→ **Stated problem**
Copy out the following lines word for word, with nothing changed.

--- start Dataset excerpts ---

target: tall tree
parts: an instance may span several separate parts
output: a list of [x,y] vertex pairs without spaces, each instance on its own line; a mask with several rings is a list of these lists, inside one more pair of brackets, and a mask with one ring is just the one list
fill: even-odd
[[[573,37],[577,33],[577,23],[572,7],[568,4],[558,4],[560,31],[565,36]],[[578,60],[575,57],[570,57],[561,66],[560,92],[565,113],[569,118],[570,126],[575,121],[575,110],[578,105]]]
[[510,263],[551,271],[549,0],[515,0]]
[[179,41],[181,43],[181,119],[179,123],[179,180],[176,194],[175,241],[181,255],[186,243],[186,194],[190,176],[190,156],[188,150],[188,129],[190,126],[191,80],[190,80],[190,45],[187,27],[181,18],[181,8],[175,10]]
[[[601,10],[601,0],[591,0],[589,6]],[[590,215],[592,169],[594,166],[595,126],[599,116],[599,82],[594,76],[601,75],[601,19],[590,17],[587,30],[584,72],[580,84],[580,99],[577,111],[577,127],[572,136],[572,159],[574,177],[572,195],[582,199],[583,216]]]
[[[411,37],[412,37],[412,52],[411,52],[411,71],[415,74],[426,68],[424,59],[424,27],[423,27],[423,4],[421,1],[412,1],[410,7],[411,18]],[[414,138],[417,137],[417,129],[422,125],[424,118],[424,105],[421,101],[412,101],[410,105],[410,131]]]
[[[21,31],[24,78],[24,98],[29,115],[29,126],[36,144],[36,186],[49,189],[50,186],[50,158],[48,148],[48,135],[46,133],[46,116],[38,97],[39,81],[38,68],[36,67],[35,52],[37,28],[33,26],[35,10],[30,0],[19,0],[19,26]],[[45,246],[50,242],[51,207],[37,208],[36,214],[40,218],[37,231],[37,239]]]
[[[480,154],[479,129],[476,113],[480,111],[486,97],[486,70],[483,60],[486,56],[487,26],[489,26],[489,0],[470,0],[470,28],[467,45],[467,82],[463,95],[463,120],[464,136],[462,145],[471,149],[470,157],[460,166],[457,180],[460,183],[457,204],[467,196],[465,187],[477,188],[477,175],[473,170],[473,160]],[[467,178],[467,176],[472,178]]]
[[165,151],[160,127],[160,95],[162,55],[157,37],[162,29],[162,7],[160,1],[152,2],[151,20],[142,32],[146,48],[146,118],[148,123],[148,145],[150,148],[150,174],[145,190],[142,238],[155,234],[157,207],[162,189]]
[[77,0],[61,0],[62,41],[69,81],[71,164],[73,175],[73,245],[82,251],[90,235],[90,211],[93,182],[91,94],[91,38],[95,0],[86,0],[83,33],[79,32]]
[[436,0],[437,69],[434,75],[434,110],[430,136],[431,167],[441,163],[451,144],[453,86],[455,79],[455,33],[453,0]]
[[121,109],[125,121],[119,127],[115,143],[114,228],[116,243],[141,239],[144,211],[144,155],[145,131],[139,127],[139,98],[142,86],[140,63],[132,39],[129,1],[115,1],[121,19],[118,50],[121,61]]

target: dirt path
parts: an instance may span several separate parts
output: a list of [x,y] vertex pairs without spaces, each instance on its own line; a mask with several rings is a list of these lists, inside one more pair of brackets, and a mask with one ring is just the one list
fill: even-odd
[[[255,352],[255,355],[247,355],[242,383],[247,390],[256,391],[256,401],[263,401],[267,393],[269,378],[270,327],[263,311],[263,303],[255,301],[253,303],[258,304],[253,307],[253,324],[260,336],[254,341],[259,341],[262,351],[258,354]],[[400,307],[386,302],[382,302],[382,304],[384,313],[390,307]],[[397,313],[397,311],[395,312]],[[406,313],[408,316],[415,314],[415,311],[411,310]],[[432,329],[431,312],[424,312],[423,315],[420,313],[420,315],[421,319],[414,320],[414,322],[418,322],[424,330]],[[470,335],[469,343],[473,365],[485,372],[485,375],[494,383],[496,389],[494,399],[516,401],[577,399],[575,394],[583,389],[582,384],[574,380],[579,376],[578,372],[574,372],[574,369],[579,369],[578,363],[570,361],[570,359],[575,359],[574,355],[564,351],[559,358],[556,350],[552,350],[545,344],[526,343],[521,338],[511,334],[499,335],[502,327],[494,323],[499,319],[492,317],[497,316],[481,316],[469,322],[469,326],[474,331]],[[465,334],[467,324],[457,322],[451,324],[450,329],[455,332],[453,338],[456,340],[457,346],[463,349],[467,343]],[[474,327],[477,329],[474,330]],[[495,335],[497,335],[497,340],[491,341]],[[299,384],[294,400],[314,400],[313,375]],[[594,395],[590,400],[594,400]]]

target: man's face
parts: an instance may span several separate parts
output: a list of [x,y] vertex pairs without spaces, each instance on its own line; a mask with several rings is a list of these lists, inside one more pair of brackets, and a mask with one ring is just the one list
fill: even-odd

--- end Dataset excerpts ---

→ **Correct response**
target: tall tree
parts: an instance may span several separate parts
output: a list of [x,y] vertex pairs without spaces, each instance on its own line; a mask with several rings is a list of these lists, inside one more pair of brackets, and a mask with one ring is just the one list
fill: even-odd
[[[573,37],[577,33],[577,23],[572,7],[568,4],[558,4],[560,31],[565,36]],[[578,60],[575,57],[570,57],[561,66],[560,92],[565,113],[569,118],[570,126],[575,121],[575,110],[578,105]]]
[[510,263],[551,271],[549,0],[515,0]]
[[179,41],[181,43],[181,119],[179,123],[179,180],[176,194],[175,241],[181,255],[186,243],[186,194],[190,176],[190,156],[188,150],[188,129],[190,126],[191,80],[190,80],[190,45],[187,27],[181,18],[181,8],[175,10]]
[[[601,10],[601,0],[591,0],[589,6]],[[590,215],[592,169],[594,166],[595,126],[599,116],[599,82],[594,76],[601,75],[601,19],[590,17],[587,30],[584,72],[580,84],[580,99],[577,111],[577,127],[572,136],[572,159],[574,177],[572,195],[582,199],[583,216]]]
[[[411,37],[412,37],[412,52],[411,52],[411,71],[415,74],[426,68],[424,59],[424,27],[423,27],[423,4],[421,1],[412,1],[410,7],[411,18]],[[414,138],[417,137],[417,129],[422,125],[424,118],[424,105],[421,101],[412,101],[410,105],[410,131]]]
[[[21,31],[24,78],[24,98],[29,115],[29,126],[36,144],[36,186],[49,189],[50,186],[50,158],[48,148],[48,135],[46,133],[46,116],[38,97],[39,81],[38,68],[36,67],[35,52],[37,28],[33,26],[35,10],[30,0],[19,0],[19,26]],[[45,246],[50,242],[51,207],[37,208],[36,214],[40,218],[37,231],[37,239]]]
[[[480,154],[479,129],[476,113],[480,111],[486,97],[486,70],[483,60],[486,56],[487,26],[489,26],[489,0],[470,0],[470,28],[467,45],[467,82],[463,95],[463,120],[464,136],[462,145],[471,149],[470,157],[460,166],[457,180],[460,183],[457,204],[467,196],[465,187],[477,188],[477,175],[473,170],[473,160]],[[467,178],[467,176],[472,178]]]
[[165,151],[160,127],[160,95],[162,55],[157,37],[162,29],[162,7],[160,1],[152,2],[151,20],[142,32],[146,48],[146,118],[148,123],[148,145],[150,148],[150,174],[145,190],[142,238],[155,234],[157,207],[162,189]]
[[77,0],[61,0],[62,41],[69,81],[71,164],[73,175],[73,245],[82,251],[90,235],[90,211],[93,182],[91,94],[91,38],[95,0],[86,0],[83,33],[79,32]]
[[436,0],[437,69],[434,75],[434,110],[430,136],[431,167],[441,163],[451,144],[453,86],[455,79],[455,33],[453,0]]
[[121,109],[125,121],[119,127],[115,143],[114,228],[116,243],[141,239],[144,211],[144,155],[145,131],[139,127],[139,98],[142,86],[140,63],[132,39],[129,1],[115,1],[121,19],[118,50],[121,61]]

target: dirt path
parts: an instance may span several separate parts
output: a list of [x,y] vertex pairs without spaces, each instance on its own line; a mask with several rings is a list of these lists, inside one more pair of brackets, and a mask with one ring is just the one list
fill: even-odd
[[[255,352],[255,355],[247,355],[242,383],[247,390],[256,391],[256,401],[263,401],[267,393],[269,378],[270,327],[263,311],[263,303],[255,301],[253,303],[258,304],[253,307],[253,324],[260,336],[254,341],[259,341],[262,351],[258,354]],[[400,307],[386,302],[382,302],[382,304],[384,313],[390,307]],[[397,313],[397,311],[395,312]],[[406,313],[408,316],[415,314],[415,311],[411,310]],[[432,329],[431,312],[424,312],[423,315],[420,313],[420,315],[421,319],[414,320],[414,322],[418,322],[424,330]],[[470,335],[469,343],[473,365],[485,372],[485,375],[494,383],[496,389],[494,399],[516,401],[577,399],[575,394],[583,389],[582,384],[574,380],[579,376],[578,372],[574,372],[574,369],[579,369],[578,363],[570,361],[570,359],[575,359],[574,355],[564,351],[559,358],[556,350],[552,350],[545,344],[526,343],[521,338],[511,334],[499,335],[502,327],[494,323],[499,319],[492,317],[497,316],[481,316],[469,322],[469,326],[474,331]],[[465,334],[467,324],[457,322],[451,324],[450,329],[455,332],[453,338],[456,340],[457,346],[463,349],[467,343]],[[474,327],[477,329],[474,330]],[[495,335],[497,335],[497,340],[491,341]],[[299,384],[294,400],[314,400],[313,375]],[[594,395],[590,400],[594,400]]]

target: man's face
parts: an instance may span several separate parts
output: a list of [x,y] vertex pairs without spaces, each instance on its own line; a mask with several rings is a list of these lists, inside one more pair of brackets, and a mask with one ring is just the one list
fill: even-odd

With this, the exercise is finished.